▶ PROBLEM TO SOLVE: Find every line in the records below that contains the word "white" and copy each of those lines in full.

▶ EXCERPTED DATA:
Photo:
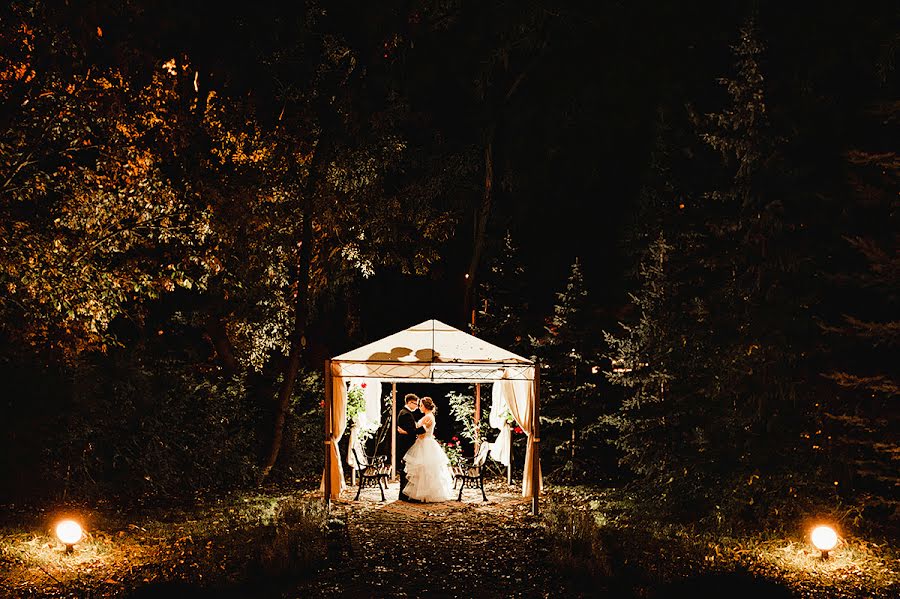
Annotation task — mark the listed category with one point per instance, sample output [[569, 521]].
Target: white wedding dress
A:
[[427, 468]]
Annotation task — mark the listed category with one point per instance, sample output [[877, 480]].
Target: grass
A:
[[605, 536], [212, 545]]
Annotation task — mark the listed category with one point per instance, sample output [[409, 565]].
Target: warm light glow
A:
[[824, 538], [69, 532]]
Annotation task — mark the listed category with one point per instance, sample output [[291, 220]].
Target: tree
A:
[[568, 355], [93, 223], [644, 361], [861, 419], [502, 300]]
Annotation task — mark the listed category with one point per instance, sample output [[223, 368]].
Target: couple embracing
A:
[[425, 474]]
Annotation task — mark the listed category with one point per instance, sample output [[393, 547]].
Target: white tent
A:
[[438, 353]]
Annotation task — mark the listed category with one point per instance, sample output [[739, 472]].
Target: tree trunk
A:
[[481, 220], [298, 341], [218, 337]]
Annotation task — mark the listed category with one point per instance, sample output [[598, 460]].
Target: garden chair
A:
[[370, 474], [471, 472]]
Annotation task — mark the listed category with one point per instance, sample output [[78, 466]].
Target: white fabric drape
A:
[[360, 450], [500, 446], [498, 406], [497, 419], [519, 397], [371, 417], [338, 424]]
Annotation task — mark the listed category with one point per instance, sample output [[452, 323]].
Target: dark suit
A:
[[407, 421]]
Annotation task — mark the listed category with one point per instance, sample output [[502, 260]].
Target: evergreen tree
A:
[[861, 420], [501, 301], [568, 354], [711, 368], [644, 359]]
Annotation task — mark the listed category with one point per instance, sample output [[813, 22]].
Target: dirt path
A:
[[473, 548]]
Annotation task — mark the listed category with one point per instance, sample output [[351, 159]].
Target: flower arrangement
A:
[[356, 401], [356, 406], [453, 450]]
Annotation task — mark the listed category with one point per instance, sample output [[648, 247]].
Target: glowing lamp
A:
[[824, 539], [69, 532]]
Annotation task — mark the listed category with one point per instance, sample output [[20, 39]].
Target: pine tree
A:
[[711, 367], [568, 354], [862, 420], [501, 301], [759, 282], [641, 358]]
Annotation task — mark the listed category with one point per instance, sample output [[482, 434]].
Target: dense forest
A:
[[688, 213]]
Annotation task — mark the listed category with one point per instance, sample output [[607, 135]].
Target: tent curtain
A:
[[338, 424], [497, 419], [519, 397]]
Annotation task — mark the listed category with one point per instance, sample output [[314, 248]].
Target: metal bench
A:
[[470, 474], [371, 474]]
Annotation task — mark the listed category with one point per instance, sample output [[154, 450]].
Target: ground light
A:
[[69, 532], [824, 539]]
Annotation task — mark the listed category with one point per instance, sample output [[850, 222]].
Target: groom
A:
[[406, 435]]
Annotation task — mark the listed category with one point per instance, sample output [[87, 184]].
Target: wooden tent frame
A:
[[455, 372]]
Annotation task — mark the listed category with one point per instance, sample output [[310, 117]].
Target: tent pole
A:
[[509, 466], [536, 440], [393, 430], [328, 421], [477, 416]]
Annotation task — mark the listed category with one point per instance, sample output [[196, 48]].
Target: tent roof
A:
[[436, 351]]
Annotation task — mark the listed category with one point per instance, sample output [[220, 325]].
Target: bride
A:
[[427, 467]]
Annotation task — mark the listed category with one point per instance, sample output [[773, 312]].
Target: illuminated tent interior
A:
[[433, 352]]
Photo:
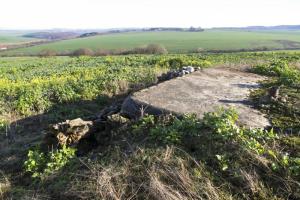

▶ IN RESPONSE:
Target: white wedding dress
Target: white tent
Target: white fabric drape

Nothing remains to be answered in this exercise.